Цитируемый фрагмент:
★ ★ ★ ★ ★
Я окончательно убедился в том, что фантастика проиграла сказке, когда провалились два последних фильма Спилберга – “Искусственный разум” и “Особое мнение”. Дело не в том, что первый я считаю шедевром режиссера, а второй – его ошибкой. Важнее, что даже такой гений массового кино не смог по-настоящему заинтересовать зрителя картинами будущего, где разворачивается действие обеих картин. На фоне этих пусть относительных, но для Спилберга бесспорных неудач особенно ярким представляется грандиозный успех главных героев американского, да и мирового проката – “Гарри Поттера” и “Властелина колец”.

Не означает ли это, что будущее перестало нас привлекать, потому что оно уже наступило и никто не знает, что с ним делать?

Раньше так не было. Раньше фантасты провоцировали науку, подгоняя ученых своей выдумкой. Так было во времена не только Жюля Верна и Уэллса, но даже Артура Кларка, дебютировавшего романом, где предсказывалась спутниковая связь. Теперь – прямо наоборот: фантасты следят за учеными, надеясь поживиться сенсационными идеями со щедрого стола науки. Что уж такого нового могут придумать фантасты, когда в газетах пишут о том, как скрестить мышь с человеком, построить машину времени и осуществить мгновенную нуль-транспортировку?
★ ★ ★ ★ ★
Исходные данные:
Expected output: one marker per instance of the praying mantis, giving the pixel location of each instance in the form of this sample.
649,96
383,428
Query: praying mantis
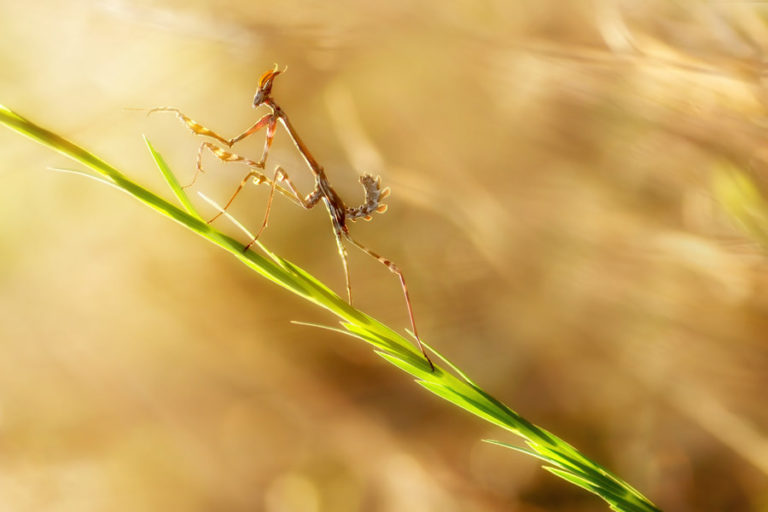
322,191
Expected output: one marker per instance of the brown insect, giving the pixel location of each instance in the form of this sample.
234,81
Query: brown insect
323,190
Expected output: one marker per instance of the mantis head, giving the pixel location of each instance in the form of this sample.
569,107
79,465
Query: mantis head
265,86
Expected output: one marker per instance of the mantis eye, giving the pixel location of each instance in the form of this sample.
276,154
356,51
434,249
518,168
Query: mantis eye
265,82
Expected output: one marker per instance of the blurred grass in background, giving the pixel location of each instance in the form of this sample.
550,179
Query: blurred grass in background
579,185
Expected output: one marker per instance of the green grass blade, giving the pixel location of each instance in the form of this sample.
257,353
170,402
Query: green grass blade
563,459
170,178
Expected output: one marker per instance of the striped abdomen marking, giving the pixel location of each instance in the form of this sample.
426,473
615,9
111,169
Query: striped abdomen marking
373,197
★ ★ ★ ★ ★
Задания:
A – Что, согласно фрагменту о фантастике и сказке, предсказывалось в романе, которым дебютировал Артур Кларк?
B – Продолжите фрагмент о фантастике и сказке сразу после его последнего предложения.

Письменные ответы:
A – Спутниковая связь.

B –
Завтрашний день перестал быть миром чудес. Для этого у нас есть день сегодняшний, и он нам не слишком нравится. Мы уже привыкли бояться непреодолимой мощи разума, которая не способна только к одному – к самоограничению. Если науку не остановила даже инквизиция, то вряд ли и мы с ней справимся. Лишенные будущего и страшащиеся настоящего, мы ищем убежища в прошлом, зная, что уж его мы не в силах изменить – только придумать заново. Этим и занимается современная сказка. Она переносит нас в альтернативную вселенную, где все заведомо не так, как в жизни, но все-таки похоже. Как характерно, что в страну волшебников Гарри Поттера везет не ковер-самолет, а допотопный паровоз, пришедший не из такого уж далекого, но безопасного хiх века. Сегодня нет лучшего убежища, чем сказка – она переносит нас в ту нетленную вечность, что выбрала себе псевдонимом анахронизм – прошлое, которого не было.

Но фантастика – дело другое. Она должна не перелицовывать старое и не цитировать чужое, а сочинять свое. Только тогда она сможет выполнить роль, за которую мы ее – чаще авансом – так любим. Остранить, а значит, познать свою жизнь мы можем только тогда, когда сумеем взглянуть на нее со стороны. Вот эту другую сторону и должна нам дать настоящая – ненаучная – фантастика. Место для нее Лем искал на ничейной земле, которая разделяет и объединяет науку, философию и теологию. Здесь происходит действие его лучшего романа – “Солярис”.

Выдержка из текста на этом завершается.